Instructions for the task:
Summarize the open letter below in two sentences.

Extract provided:
=-=-=-=-=
Last Word | March 22nd, 2017
“There is one thing, and only one thing, in which it is granted to you to be free in life, all else being beyond your power; that is to recognize and profess the truth.” – Leo Tolstoy, The Kingdom of God is Within You
This is an open letter to Roxane Salonen and the people protesting outside the women’s clinic, who want to shut down Planned Parenthood, and otherwise identify as “pro-life”: I know you feel very emotional about this. Some people think that most abortion foes are really just out to punish women for sex –they should keep their legs closed or be forced to take the consequences – but if that’s true, that’s something that has nothing to do with caring about the unborn, being “pro-life,” or Christian in any way.
I’m assuming that you’re not that kind of vicious jerk, but are well-meaning people who want to help innocent unborn babies. So if you are actually against abortion, it’s well-known what factors reduce abortions, by reducing the conditions that make women feel it’s their only alternative. The quick and obvious ones are access to birth control, and supportive social environments, where an unplanned pregnancy won’t be seen as a devastating crisis because of economic or social conditions.
=-=-=-=-=
Excerpted data:

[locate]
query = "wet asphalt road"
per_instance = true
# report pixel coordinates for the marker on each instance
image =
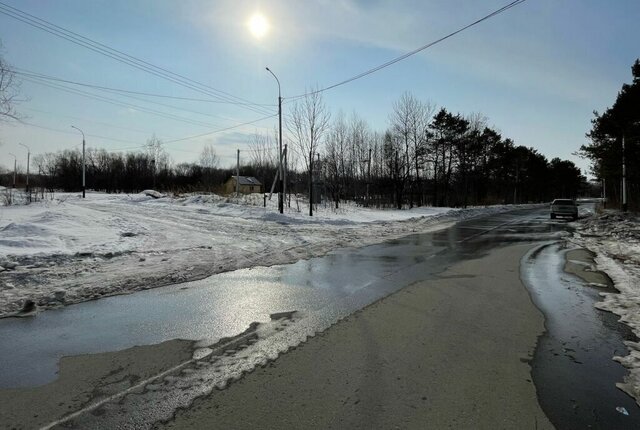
(334, 286)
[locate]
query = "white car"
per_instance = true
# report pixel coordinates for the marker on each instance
(565, 208)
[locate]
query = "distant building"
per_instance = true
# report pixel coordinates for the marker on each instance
(248, 185)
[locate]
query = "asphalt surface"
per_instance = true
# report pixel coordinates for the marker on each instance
(329, 288)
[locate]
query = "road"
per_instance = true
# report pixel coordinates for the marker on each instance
(216, 320)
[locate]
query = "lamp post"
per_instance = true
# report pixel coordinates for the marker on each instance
(28, 158)
(280, 169)
(83, 164)
(624, 167)
(15, 162)
(624, 179)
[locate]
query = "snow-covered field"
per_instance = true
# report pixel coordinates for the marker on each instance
(69, 249)
(615, 239)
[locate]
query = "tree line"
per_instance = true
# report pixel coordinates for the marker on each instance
(426, 156)
(614, 136)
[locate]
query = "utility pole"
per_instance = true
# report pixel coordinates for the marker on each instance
(624, 178)
(238, 175)
(15, 162)
(310, 183)
(285, 176)
(368, 161)
(28, 158)
(83, 162)
(280, 169)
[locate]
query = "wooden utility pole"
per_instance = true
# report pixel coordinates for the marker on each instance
(238, 175)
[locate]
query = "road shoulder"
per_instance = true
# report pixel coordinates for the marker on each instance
(449, 352)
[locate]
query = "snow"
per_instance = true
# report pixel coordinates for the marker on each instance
(615, 239)
(111, 244)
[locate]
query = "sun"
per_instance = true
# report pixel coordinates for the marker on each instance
(258, 25)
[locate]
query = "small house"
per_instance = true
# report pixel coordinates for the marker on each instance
(248, 185)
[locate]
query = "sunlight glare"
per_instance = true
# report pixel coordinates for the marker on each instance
(258, 25)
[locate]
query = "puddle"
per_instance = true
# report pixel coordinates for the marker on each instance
(573, 367)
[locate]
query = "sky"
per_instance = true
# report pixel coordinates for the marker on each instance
(537, 71)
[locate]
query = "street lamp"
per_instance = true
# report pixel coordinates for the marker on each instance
(15, 161)
(83, 177)
(28, 157)
(280, 169)
(624, 171)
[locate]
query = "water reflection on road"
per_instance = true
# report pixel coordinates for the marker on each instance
(225, 304)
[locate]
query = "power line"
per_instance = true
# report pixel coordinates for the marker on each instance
(57, 130)
(221, 130)
(24, 72)
(107, 124)
(119, 103)
(122, 57)
(410, 53)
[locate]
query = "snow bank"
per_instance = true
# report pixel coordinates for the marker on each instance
(111, 244)
(615, 238)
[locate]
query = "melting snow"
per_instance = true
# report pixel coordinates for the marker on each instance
(111, 244)
(615, 238)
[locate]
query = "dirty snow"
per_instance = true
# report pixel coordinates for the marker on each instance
(615, 238)
(67, 249)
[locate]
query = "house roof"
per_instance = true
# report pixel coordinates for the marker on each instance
(248, 180)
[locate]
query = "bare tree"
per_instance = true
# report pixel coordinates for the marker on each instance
(308, 122)
(208, 157)
(9, 90)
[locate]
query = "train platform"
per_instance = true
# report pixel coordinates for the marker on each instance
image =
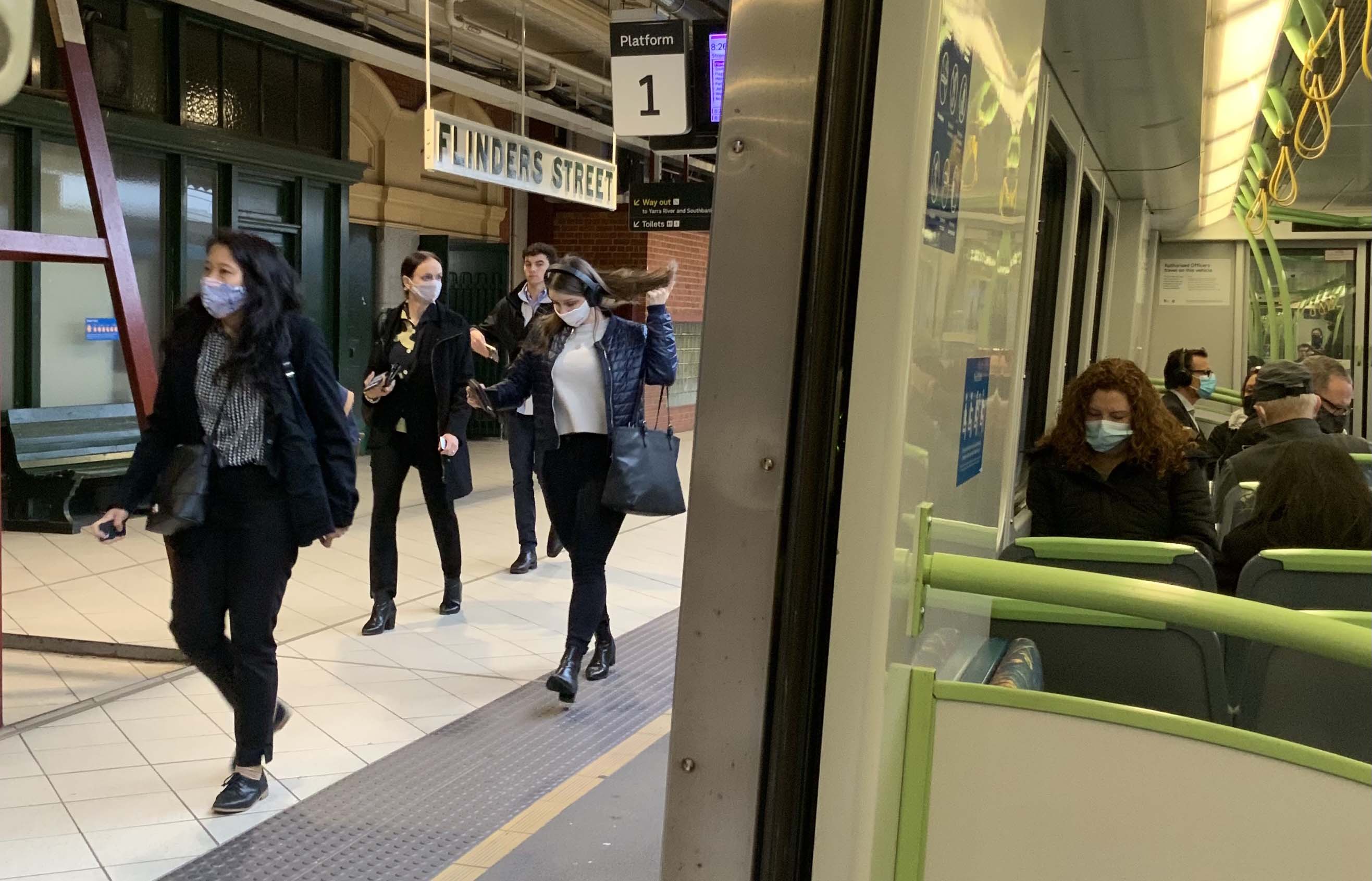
(116, 781)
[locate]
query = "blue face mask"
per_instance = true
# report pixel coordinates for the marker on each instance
(1105, 435)
(221, 300)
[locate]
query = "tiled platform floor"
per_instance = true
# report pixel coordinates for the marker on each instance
(121, 791)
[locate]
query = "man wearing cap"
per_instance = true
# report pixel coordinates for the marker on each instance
(1286, 404)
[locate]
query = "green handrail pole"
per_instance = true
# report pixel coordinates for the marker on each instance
(1283, 290)
(1267, 285)
(1154, 602)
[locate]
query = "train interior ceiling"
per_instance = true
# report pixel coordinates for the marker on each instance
(857, 656)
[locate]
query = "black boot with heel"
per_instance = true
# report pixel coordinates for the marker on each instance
(564, 678)
(603, 658)
(382, 619)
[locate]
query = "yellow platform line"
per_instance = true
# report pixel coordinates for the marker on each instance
(500, 843)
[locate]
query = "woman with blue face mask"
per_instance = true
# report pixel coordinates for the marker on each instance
(1117, 464)
(586, 370)
(415, 400)
(250, 378)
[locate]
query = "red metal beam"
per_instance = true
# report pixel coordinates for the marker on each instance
(22, 248)
(105, 203)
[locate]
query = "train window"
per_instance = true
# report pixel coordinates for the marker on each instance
(1106, 229)
(1053, 203)
(1080, 264)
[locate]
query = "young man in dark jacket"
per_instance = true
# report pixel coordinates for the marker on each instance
(502, 334)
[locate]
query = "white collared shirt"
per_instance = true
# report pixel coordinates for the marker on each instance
(529, 308)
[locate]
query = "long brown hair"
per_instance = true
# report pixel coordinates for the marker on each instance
(1315, 496)
(619, 287)
(1158, 439)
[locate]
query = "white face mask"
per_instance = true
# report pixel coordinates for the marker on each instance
(427, 291)
(578, 316)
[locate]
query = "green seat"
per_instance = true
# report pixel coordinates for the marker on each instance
(1121, 659)
(1308, 699)
(1169, 563)
(1299, 578)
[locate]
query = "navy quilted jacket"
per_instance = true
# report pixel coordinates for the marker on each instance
(632, 354)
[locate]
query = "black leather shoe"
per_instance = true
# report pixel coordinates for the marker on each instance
(383, 618)
(564, 678)
(526, 561)
(239, 793)
(603, 658)
(452, 603)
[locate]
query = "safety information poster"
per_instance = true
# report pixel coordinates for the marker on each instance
(973, 439)
(1195, 282)
(946, 150)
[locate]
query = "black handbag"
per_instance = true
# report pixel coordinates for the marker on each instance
(184, 485)
(642, 466)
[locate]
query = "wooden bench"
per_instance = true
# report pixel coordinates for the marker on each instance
(61, 464)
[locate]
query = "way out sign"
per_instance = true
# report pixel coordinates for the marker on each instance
(648, 73)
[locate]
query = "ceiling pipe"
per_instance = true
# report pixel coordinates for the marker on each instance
(514, 48)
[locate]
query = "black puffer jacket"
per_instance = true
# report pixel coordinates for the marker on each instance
(632, 354)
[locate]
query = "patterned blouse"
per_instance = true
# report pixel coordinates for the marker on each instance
(242, 433)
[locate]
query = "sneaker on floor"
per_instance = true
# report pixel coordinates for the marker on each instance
(239, 793)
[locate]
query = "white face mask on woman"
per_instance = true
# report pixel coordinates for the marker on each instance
(427, 291)
(578, 316)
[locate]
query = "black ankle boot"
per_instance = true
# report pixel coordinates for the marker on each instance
(603, 658)
(526, 561)
(564, 678)
(383, 618)
(452, 603)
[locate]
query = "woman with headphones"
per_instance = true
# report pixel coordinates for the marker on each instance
(586, 370)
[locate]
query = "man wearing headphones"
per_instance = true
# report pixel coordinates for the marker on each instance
(1187, 378)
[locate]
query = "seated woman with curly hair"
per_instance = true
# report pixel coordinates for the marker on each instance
(1119, 466)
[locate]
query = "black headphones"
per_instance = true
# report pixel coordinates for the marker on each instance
(1176, 374)
(593, 290)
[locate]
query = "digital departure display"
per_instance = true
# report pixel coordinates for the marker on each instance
(718, 46)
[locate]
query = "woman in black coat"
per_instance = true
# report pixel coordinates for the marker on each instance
(585, 370)
(416, 404)
(1117, 464)
(253, 378)
(1314, 496)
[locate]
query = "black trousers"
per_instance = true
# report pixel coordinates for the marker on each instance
(237, 563)
(390, 466)
(523, 464)
(574, 481)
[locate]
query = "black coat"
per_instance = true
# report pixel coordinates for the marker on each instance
(632, 354)
(1253, 463)
(449, 342)
(308, 450)
(1132, 503)
(505, 328)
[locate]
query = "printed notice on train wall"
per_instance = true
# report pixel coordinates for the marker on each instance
(1195, 282)
(950, 135)
(973, 439)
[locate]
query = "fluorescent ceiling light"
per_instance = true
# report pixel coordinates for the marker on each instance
(1239, 42)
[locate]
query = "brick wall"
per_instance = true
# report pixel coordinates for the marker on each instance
(604, 239)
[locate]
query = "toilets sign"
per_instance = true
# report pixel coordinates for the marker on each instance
(464, 149)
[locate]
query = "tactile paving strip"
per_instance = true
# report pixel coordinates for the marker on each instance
(415, 812)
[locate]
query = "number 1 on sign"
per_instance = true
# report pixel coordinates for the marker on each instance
(652, 112)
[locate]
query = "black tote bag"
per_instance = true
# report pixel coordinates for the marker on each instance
(642, 467)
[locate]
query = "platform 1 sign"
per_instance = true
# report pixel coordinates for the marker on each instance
(972, 441)
(678, 207)
(648, 76)
(464, 149)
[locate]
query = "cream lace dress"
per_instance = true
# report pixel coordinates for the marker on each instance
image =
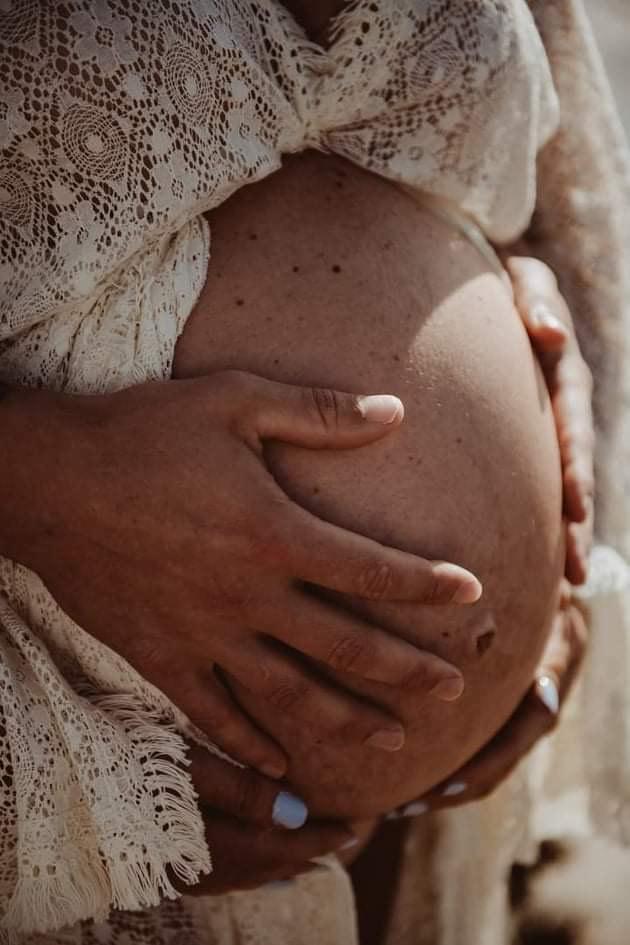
(120, 124)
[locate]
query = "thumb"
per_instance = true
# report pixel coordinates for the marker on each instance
(539, 303)
(320, 417)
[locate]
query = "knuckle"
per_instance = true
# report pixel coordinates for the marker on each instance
(348, 654)
(286, 695)
(325, 403)
(376, 581)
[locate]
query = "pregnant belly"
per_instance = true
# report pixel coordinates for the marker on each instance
(325, 275)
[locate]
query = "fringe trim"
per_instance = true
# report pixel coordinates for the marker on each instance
(137, 878)
(144, 880)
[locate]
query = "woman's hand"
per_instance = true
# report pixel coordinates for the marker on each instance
(257, 833)
(550, 328)
(167, 538)
(536, 716)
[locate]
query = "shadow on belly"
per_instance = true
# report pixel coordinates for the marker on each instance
(324, 275)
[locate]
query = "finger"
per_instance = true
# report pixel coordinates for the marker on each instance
(535, 717)
(565, 648)
(541, 306)
(246, 857)
(211, 708)
(328, 556)
(243, 793)
(347, 644)
(547, 333)
(316, 417)
(571, 401)
(489, 768)
(279, 848)
(310, 701)
(576, 565)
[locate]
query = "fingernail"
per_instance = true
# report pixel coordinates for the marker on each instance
(380, 408)
(455, 788)
(547, 692)
(540, 314)
(387, 739)
(448, 689)
(415, 809)
(289, 811)
(352, 842)
(468, 592)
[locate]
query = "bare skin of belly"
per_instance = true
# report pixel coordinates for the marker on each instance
(325, 275)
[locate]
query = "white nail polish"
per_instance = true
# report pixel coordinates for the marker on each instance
(380, 408)
(454, 788)
(415, 809)
(548, 693)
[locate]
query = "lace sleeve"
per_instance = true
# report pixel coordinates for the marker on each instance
(454, 100)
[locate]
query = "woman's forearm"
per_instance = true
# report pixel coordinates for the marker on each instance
(36, 473)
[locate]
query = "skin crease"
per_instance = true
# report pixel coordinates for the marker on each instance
(471, 476)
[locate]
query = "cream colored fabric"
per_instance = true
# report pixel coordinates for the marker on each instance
(115, 140)
(119, 128)
(453, 888)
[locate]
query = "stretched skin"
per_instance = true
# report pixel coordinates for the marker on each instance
(326, 275)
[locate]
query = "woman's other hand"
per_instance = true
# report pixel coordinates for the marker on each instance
(550, 328)
(167, 538)
(536, 716)
(257, 832)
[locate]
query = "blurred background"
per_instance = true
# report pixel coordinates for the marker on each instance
(611, 20)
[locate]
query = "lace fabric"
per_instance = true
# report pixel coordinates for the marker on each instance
(119, 128)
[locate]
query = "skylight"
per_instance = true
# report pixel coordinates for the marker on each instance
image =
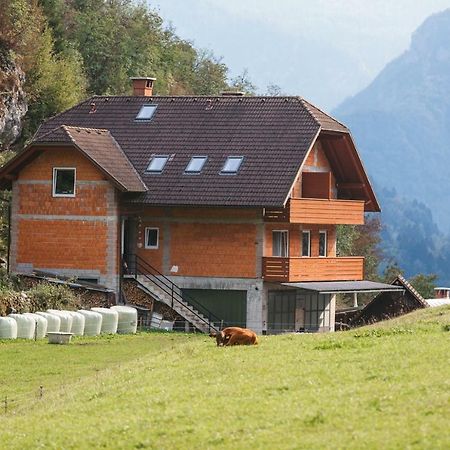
=-=-=-=-=
The answer:
The open letter is addressed to Roxane Salonen and the people protesting outside the women's clinic who want to shut down Planned Parenthood, and it says that punishing women for sex has nothing to do with caring about the unborn, being "pro-life," or being Christian. Assuming the protesters mean well, it points to the well-known factors that reduce abortions: access to birth control and supportive social environments where an unplanned pregnancy won't be seen as a devastating crisis.